EXCERPTED PASSAGE:
================================

The biggest technical challenge, says Korins, “was literally wrestling the thing down to the ground. Lin plopped this thing on my desk three years ago. It was unlike the revival of a show. There were no rules to it. It’s a hugely epic story, with different locations, and different socio-economic strata—we go from a tent on a battlefield to the richest person’s home.”
Korins felt “a huge responsibility,” because he genuinely sees Hamilton as a work of “staggering genius, as close to catching lightning in a bottle as I have ever seen.”
This is quite a compliment from someone who has worked in stage design so prolifically for 18 years—on Broadway productions that have included Misery and Annie, and who has designed TV sets for productions like Grease Live, and concerts for artists including Kanye West and Mariah Carey.
To get to its first home at the Public Theater, then to what Hamilton looks like on Broadway, “a million bad ideas” had to be processed and rejected. There was a plan to show the founding fathers on columns, and within a gold picture frame, which would be broken; the stage was set to be made of earth, and at another point black and metal. At the Public, the show had a pool of water in early previews.
“Designing is redesigning,” says Korins, and rejecting designs, and taking others on, was part of a process of necessary experimentation.
“Carpenters were the shipbuilders of the time, and we wanted it to look as if carpenters had constructed the stage,” says Korins. If it looks rough, he says, “these were hard times. We think of these men as rich and privileged, and yes, they went to become presidents and dignitaries. The truth is before that they were scrappy and hungry: they were oppressed people.”

================================

SHORT EXERCISE A: From the passage on the Hamilton set design, list the productions and performers named in Korins's earlier design work.
SHORT EXERCISE B: Restate the stretch from "This is quite" through "in early previews." in the passage on the Hamilton set design, putting "the New York stage" wherever "Broadway" appears.
SHORT EXERCISE C: Carry the passage on the Hamilton set design forward from its final sentence.

MATERIAL SHOWN:
================================

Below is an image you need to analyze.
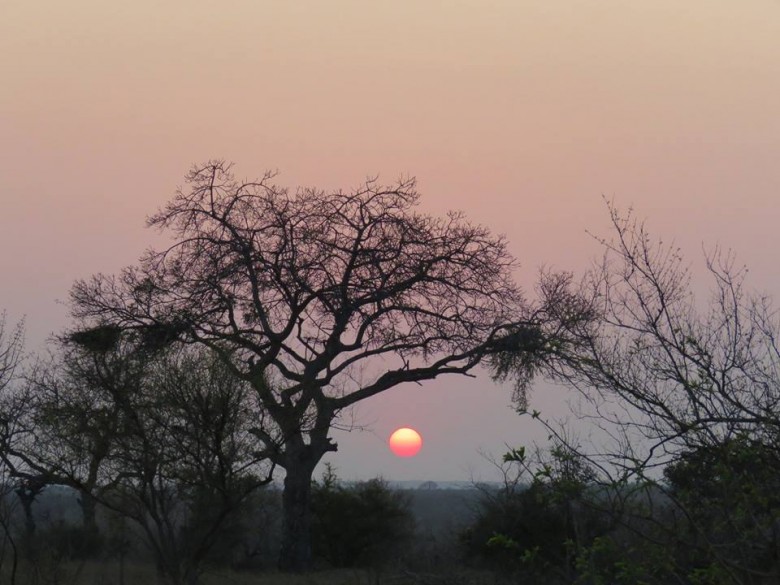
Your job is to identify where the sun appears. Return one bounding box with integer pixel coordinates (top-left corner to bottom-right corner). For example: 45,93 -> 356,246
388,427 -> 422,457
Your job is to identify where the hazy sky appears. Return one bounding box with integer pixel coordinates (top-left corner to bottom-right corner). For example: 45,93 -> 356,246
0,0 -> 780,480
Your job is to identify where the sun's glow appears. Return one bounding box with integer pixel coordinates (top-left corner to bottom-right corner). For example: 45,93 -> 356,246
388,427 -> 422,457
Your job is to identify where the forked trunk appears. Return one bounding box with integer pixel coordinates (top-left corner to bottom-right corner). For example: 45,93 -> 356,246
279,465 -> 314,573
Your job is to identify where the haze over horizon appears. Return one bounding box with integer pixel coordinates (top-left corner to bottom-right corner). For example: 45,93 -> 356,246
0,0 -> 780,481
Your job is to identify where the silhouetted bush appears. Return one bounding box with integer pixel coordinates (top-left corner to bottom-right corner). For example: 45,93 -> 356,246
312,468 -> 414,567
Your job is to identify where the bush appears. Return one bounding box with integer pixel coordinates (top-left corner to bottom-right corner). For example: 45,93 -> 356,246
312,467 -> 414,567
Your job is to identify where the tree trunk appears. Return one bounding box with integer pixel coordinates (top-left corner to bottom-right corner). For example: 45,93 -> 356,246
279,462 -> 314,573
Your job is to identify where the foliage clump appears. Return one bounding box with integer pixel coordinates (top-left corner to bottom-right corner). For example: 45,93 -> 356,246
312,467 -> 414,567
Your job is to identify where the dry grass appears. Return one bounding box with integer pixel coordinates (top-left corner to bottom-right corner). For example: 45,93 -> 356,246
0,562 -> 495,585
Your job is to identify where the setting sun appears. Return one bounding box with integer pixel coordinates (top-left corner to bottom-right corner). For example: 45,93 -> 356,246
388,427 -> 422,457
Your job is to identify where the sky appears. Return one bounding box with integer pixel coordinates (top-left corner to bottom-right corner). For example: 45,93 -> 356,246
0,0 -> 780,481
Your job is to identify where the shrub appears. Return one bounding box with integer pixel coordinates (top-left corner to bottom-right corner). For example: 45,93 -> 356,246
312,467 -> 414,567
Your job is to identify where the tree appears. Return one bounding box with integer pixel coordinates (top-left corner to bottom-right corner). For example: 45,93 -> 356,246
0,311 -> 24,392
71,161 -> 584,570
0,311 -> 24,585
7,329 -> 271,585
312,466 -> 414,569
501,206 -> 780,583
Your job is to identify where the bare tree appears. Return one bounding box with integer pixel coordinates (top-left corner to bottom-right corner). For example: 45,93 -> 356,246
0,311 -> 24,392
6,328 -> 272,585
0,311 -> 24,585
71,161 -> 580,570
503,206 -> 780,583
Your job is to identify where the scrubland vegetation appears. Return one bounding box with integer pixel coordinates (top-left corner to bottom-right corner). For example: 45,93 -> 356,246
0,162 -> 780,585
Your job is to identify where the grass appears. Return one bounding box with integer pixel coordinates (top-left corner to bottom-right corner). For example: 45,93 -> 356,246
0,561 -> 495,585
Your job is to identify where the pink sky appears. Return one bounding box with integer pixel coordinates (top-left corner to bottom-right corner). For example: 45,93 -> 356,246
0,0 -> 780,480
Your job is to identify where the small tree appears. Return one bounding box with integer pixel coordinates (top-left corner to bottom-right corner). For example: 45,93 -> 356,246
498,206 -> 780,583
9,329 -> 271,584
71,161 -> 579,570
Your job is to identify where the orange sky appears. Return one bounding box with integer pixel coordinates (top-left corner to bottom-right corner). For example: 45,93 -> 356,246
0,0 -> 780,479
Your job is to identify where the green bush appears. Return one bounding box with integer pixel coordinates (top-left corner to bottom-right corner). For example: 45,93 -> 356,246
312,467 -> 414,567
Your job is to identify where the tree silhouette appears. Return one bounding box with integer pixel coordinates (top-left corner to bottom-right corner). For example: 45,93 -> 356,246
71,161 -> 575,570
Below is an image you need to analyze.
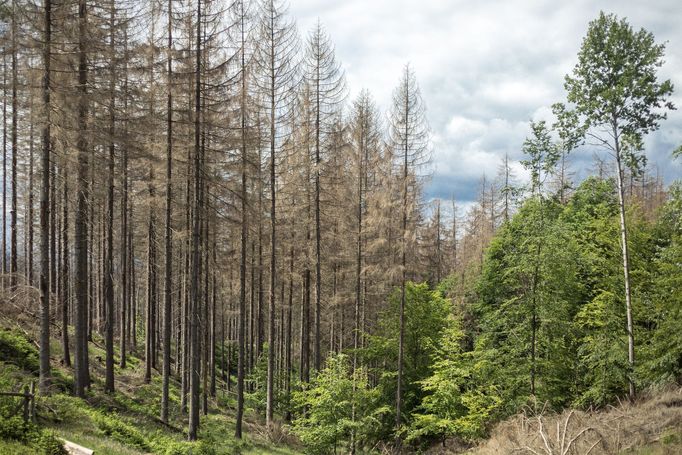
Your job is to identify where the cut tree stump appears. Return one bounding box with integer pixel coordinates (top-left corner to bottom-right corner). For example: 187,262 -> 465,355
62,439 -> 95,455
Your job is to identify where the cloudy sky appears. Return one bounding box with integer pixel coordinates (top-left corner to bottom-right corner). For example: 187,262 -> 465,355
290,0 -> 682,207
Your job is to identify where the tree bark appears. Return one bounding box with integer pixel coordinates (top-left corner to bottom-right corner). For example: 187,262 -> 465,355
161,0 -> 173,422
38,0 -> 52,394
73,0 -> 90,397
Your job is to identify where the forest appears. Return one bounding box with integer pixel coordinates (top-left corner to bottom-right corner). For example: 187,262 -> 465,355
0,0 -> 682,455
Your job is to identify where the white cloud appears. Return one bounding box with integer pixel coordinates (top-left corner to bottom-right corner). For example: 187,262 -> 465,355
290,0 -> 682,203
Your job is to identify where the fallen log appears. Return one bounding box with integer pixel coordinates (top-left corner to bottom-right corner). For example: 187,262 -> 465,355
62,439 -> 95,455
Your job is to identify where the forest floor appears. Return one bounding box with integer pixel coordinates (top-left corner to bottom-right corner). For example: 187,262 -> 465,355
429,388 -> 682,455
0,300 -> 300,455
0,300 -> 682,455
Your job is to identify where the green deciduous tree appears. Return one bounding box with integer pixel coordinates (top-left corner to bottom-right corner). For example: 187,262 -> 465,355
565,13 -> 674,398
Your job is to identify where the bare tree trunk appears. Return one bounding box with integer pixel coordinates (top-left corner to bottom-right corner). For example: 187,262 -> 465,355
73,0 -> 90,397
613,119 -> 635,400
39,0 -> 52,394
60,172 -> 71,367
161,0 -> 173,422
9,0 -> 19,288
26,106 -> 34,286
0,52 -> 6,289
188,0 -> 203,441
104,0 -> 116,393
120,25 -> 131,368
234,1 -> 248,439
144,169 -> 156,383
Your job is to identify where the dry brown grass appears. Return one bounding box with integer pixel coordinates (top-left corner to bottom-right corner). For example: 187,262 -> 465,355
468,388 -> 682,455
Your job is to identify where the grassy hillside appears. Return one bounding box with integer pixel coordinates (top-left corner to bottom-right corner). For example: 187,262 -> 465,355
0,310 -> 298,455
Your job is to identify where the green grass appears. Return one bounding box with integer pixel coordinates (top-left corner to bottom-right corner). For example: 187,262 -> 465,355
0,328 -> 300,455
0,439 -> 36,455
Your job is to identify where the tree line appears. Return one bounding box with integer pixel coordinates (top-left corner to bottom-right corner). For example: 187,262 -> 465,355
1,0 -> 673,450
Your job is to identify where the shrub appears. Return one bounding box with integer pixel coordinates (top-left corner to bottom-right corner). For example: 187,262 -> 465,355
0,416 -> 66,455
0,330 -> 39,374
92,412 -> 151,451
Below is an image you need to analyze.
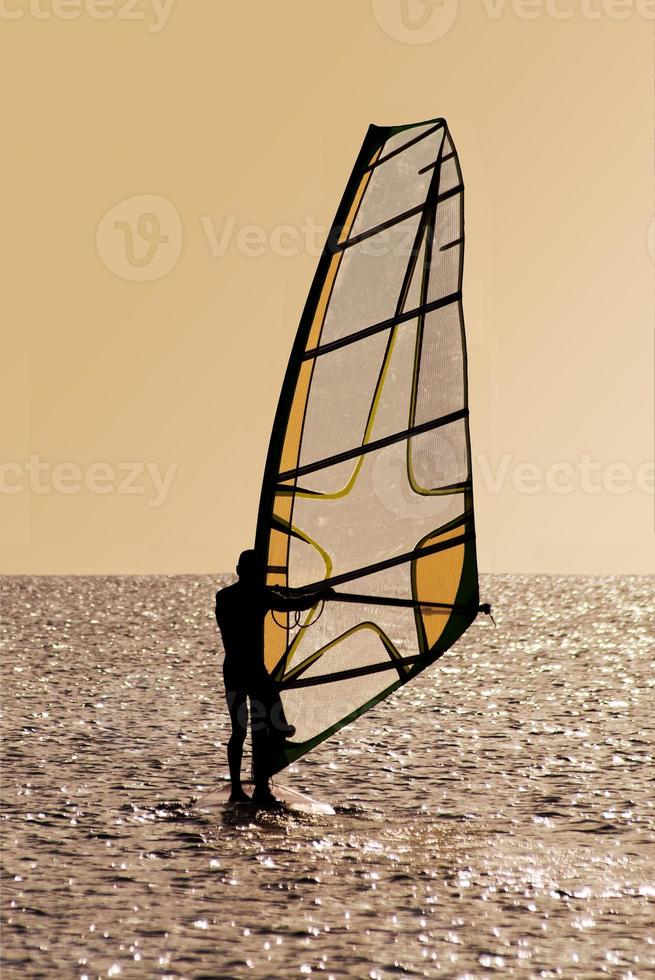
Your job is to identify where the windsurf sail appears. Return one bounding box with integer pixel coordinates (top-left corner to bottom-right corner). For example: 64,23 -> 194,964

================================

FINAL RESULT A: Misery, Annie, Grease Live, Kanye West, Mariah Carey

FINAL RESULT B:
This is quite a compliment from someone who has worked in stage design so prolifically for 18 years—on the New York stage productions that have included Misery and Annie, and who has designed TV sets for productions like Grease Live, and concerts for artists including Kanye West and Mariah Carey.
To get to its first home at the Public Theater, then to what Hamilton looks like on the New York stage, “a million bad ideas” had to be processed and rejected. There was a plan to show the founding fathers on columns, and within a gold picture frame, which would be broken; the stage was set to be made of earth, and at another point black and metal. At the Public, the show had a pool of water in early previews.

FINAL RESULT C:
Each location was picture-researched, and then Korin and his design team chose only one or two visual signifiers, like an abstract “star field” of candles for a posh party, or desk, or bench.
“To me, the thing I am most proud of—apart from being part of the show, it has been such a profound experience—is that each one of the design elements works perfectly with the choreography, design, music, and acting,” says Korins. “It’s a completely cohesive experience—that is rare in theater.”
The show’s sets took 16 weeks to build, and nine weeks to install, and Korins says his challenge now with the planned touring show is designing a set “which can be unpacked from a truck on Sunday for a show on Tuesday.”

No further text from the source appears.